Aim of the exercise.
All entries should be copied exactly, none left out.

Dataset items
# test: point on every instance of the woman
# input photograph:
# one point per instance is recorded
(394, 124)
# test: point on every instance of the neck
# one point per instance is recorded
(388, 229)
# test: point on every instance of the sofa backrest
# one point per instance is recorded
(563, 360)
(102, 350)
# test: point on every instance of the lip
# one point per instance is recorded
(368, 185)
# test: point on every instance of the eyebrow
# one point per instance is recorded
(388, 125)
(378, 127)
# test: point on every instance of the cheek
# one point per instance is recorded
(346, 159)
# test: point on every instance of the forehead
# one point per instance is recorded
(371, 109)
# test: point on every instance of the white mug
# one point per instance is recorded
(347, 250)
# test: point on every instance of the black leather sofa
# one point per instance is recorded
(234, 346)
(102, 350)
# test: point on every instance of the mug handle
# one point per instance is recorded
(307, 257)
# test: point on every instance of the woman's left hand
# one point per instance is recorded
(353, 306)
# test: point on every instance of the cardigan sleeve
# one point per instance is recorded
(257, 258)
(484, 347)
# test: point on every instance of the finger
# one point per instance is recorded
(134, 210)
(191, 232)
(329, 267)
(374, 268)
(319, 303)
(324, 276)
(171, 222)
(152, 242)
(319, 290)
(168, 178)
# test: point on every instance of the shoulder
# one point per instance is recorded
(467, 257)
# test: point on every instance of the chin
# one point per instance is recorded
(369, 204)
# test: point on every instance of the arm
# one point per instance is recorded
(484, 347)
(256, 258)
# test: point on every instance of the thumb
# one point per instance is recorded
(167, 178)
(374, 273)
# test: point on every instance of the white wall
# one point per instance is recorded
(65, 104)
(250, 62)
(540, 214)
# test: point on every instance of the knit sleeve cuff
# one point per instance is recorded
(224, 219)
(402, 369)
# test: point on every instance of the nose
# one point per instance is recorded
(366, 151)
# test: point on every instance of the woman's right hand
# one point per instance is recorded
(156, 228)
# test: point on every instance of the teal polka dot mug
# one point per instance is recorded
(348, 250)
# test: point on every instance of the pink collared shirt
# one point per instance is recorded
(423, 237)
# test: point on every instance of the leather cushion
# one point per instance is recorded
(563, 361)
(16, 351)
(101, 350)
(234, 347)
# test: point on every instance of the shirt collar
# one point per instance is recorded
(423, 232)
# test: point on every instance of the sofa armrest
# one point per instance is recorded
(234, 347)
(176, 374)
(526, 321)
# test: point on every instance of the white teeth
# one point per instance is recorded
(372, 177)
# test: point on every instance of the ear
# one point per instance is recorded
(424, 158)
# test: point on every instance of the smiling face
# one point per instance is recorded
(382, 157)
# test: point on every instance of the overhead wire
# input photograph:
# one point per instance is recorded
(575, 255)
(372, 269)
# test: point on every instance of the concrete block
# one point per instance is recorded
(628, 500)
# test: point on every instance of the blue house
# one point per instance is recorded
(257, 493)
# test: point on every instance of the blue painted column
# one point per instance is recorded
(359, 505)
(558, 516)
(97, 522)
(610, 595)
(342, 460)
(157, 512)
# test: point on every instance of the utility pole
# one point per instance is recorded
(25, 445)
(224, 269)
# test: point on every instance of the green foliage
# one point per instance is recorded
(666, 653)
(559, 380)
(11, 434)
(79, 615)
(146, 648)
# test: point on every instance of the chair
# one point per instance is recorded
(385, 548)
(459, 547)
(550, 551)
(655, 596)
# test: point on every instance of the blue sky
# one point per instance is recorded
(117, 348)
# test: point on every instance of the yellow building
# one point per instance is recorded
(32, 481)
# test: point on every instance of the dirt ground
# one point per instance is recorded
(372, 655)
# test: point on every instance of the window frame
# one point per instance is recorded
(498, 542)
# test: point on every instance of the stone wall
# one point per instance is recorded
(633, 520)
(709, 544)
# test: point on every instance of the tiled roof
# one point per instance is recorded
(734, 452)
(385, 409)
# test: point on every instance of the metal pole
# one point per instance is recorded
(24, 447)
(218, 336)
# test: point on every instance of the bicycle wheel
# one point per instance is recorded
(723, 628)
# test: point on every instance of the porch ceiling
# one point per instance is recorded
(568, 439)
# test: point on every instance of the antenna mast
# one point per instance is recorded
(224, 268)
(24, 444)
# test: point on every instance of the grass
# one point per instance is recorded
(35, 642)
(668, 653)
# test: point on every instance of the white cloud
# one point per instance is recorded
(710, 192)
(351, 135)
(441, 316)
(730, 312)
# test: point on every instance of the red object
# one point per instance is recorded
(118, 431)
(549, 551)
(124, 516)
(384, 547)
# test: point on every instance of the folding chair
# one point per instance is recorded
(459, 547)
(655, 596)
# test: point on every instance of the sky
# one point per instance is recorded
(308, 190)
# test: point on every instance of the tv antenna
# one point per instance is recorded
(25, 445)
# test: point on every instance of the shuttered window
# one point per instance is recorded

Result of this exercise.
# test: point on every instance of the woman
# input photograph:
# one point per instance is recorded
(394, 124)
# test: point on every instance of the neck
# one point per instance is recorded
(388, 229)
# test: point on every instance of the sofa backrest
# one point per instance is recorded
(563, 360)
(102, 350)
# test: point on every instance of the lip
# one point per instance is recorded
(368, 185)
# test: point on every instance of the eyebrow
# one point per instance is recorded
(388, 125)
(378, 127)
# test: point on every instance of the cheek
# one point per instance is recorded
(346, 159)
# test: point on every instance of the forehead
# one point per instance is recorded
(371, 109)
# test: point on every instance of the white mug
# one point per instance is recorded
(347, 250)
# test: point on every instance of the black leather sofa
# one point per instance is recorded
(234, 346)
(102, 350)
# test: point on every instance of the mug handle
# one point per instance is recorded
(307, 257)
# test: point on every instance of the woman's left hand
# one point per instance is recorded
(353, 306)
# test: point on every instance of the cardigan sleeve
# one point per instance is recorded
(257, 258)
(484, 347)
# test: point on every instance of the finger
# one point per instance is recorded
(134, 210)
(191, 232)
(329, 267)
(374, 268)
(319, 303)
(324, 276)
(171, 222)
(152, 242)
(319, 290)
(168, 178)
# test: point on every instance of the shoulder
# one point per instance is recorded
(467, 257)
# test: point on every instance of the chin
# one point per instance is recorded
(369, 204)
# test: point on every instance of the arm
# one point per instance is recorded
(484, 347)
(256, 258)
# test: point on every instance of the thumb
# one point per instance is recorded
(167, 178)
(374, 273)
# test: point on every instance of the white wall
# one point per instance is recorded
(65, 104)
(250, 62)
(540, 214)
# test: point on every instance of the knit sleeve cuff
# one point per instance is recorded
(224, 219)
(402, 369)
# test: point on every instance of the nose
# one point per instance is recorded
(366, 151)
# test: point on every instance of the woman's right hand
# one point per instance is recorded
(156, 228)
# test: point on every instance of the teal polka dot mug
# one point per instance is recorded
(348, 250)
# test: point on every instance of the pink collared shirt
# one point per instance is recorded
(423, 237)
# test: point on every instance of the leather cushion
# one point per instance is recorded
(563, 361)
(16, 351)
(101, 350)
(234, 347)
# test: point on every instance of the shirt collar
# one point per instance is recorded
(423, 232)
# test: point on every instance of the sofa armrest
# one point per instance is recorded
(234, 347)
(176, 374)
(526, 321)
# test: point on every instance of the white teeth
# one point per instance is recorded
(372, 177)
# test: point on every instance of the ear
# one point per instance is recorded
(424, 158)
# test: point on every instance of the smiling face
# one point per instance is recorded
(382, 157)
# test: point on every instance of the overhead wire
# input photograph:
# one point per instance is recorded
(575, 255)
(372, 269)
# test: point on every instance of the concrete block
# one point per instance is recorded
(628, 500)
# test: point on every instance of the blue house
# one point per instance is recorded
(257, 493)
# test: point on every instance of the blue painted column
# one point per instance is recorded
(359, 505)
(558, 516)
(97, 522)
(610, 595)
(342, 460)
(157, 512)
# test: point on every instance of the utility pole
# one point per instance is recorded
(25, 445)
(224, 269)
# test: point on every instance of the green foliage
# one point per instance is recorded
(666, 653)
(559, 380)
(11, 434)
(79, 615)
(146, 648)
# test: point on every instance of the chair
# one point per instance is recorded
(385, 548)
(459, 547)
(550, 551)
(655, 596)
# test: point on every instance of the blue sky
# one point per instance is recorded
(117, 348)
# test: point on every instance of the yellow building
# one point per instance is recorded
(32, 481)
# test: point on every instance of the dirt ground
# one point per instance is recorded
(372, 655)
# test: point on every instance of the window frame
# one point per instance is recorded
(498, 542)
# test: point on every instance of the stone wall
# one point per instance is recorded
(633, 520)
(709, 544)
# test: point on every instance of the tiled roof
# one point per instance is recorded
(734, 452)
(385, 409)
# test: point on every instance of the metal pole
# one point per instance is recorded
(24, 447)
(218, 336)
# test: point on every instance of the bicycle wheel
# one point per instance is recorded
(723, 628)
# test: point on every instance of the porch ceiling
# one point per instance is recorded
(568, 439)
# test: point on every instance of the antenna mast
# one point per instance is recorded
(224, 268)
(24, 444)
# test: point on every instance of the grass
# one point per instance is recorded
(35, 642)
(668, 653)
# test: point on every instance of the white cloud
# one point per instance is recorded
(710, 192)
(351, 135)
(441, 316)
(730, 312)
# test: point on every instance of the red object
# one point per instance is recorded
(118, 431)
(549, 551)
(124, 516)
(384, 547)
# test: point on every instance of the folding chair
# one point per instance is recorded
(459, 547)
(655, 596)
# test: point on every instance of the sky
# one point per instance is recorded
(308, 190)
# test: point on every instance of the tv antenna
# one point per instance is recorded
(25, 445)
# test: point on every instance of the shuttered window
# one point per instance is recorded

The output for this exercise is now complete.